People Feature Australian National Maritime Museum 1 image

People Feature Australian National Maritime Museum 2 image







Dive team seeks to solve

200-year shipwreck mystery 

An expedition led by the Australian National Maritime Museum in the next two weeks will attempt

to solve one of the more intriguing riddles in the nation’s maritime history.

When two British sailing ships were wrecked together on a remote reef 450 km off the

Queensland coast in 1803, the survivors crawled to safety on a tiny island… only to find the

remains of an earlier shipwreck. 

“This was very early in the history of the colony of New South Wales,” says the expedition leader,

curator and maritime archaeologist Kieran Hosty. “Nobody knew anything about the earlier wreck

back then, and we still know nothing now.

“There’s absolutely no record of a British or colonial ship being wrecked out there. It could have

been American, Portuguese … or Spanish perhaps… we simply don’t know…”
★ ★ ★
WHAT YOU WILL DO
1 > Summarize the passage on the 200-year shipwreck mystery in two sentences.
2 > Identify every line of the records below that contains the word "floor", and copy each one.
The passage and the records were drawn from separate, unrelated sources.

PROVIDED INFORMATION
★ ★ ★
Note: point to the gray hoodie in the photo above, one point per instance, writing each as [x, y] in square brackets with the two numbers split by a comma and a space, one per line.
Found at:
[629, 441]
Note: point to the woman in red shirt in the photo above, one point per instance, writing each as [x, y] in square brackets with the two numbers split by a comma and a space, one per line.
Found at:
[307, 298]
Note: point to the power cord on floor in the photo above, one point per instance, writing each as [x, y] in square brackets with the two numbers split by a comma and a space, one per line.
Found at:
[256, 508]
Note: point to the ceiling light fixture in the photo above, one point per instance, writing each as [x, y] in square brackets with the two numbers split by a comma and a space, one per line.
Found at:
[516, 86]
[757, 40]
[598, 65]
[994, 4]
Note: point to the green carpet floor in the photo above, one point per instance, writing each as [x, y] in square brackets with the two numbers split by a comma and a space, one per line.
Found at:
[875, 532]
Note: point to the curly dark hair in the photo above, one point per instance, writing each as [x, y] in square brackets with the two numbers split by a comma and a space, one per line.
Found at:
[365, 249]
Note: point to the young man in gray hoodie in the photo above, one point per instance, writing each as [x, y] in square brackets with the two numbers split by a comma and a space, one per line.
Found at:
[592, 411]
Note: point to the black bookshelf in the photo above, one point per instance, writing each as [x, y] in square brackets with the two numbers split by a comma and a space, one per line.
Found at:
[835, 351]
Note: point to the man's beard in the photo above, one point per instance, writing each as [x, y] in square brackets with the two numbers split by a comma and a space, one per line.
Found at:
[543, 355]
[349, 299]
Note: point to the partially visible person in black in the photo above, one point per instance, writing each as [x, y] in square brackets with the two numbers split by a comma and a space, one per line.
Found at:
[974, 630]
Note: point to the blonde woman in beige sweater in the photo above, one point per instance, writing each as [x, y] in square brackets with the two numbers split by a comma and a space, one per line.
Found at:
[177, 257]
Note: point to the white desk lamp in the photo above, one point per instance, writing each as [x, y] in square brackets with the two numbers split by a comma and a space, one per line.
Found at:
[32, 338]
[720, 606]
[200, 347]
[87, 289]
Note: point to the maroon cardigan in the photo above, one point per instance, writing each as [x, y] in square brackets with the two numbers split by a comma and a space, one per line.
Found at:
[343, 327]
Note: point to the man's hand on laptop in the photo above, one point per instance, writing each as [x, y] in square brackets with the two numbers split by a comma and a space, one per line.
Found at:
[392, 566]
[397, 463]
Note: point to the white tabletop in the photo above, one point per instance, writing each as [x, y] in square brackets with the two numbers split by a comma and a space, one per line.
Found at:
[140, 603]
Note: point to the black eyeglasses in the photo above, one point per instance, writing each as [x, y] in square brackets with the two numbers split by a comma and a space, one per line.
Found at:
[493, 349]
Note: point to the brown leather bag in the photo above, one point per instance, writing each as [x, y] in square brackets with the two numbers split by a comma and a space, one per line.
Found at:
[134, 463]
★ ★ ★
ANSWERS GIVEN
1 > An expedition led by the Australian National Maritime Museum will attempt to identify an earlier shipwreck whose remains were found in 1803 by survivors of two British sailing ships wrecked together on a remote reef 450 km off the Queensland coast. According to expedition leader Kieran Hosty, nothing was known about that earlier wreck then or now, and there is no record of a British or colonial ship being wrecked there, so it could have been American, Portuguese or Spanish.

2 >
Note: point to the power cord on floor in the photo above, one point per instance, writing each as [x, y] in square brackets with the two numbers split by a comma and a space, one per line.
Note: point to the green carpet floor in the photo above, one point per instance, writing each as [x, y] in square brackets with the two numbers split by a comma and a space, one per line.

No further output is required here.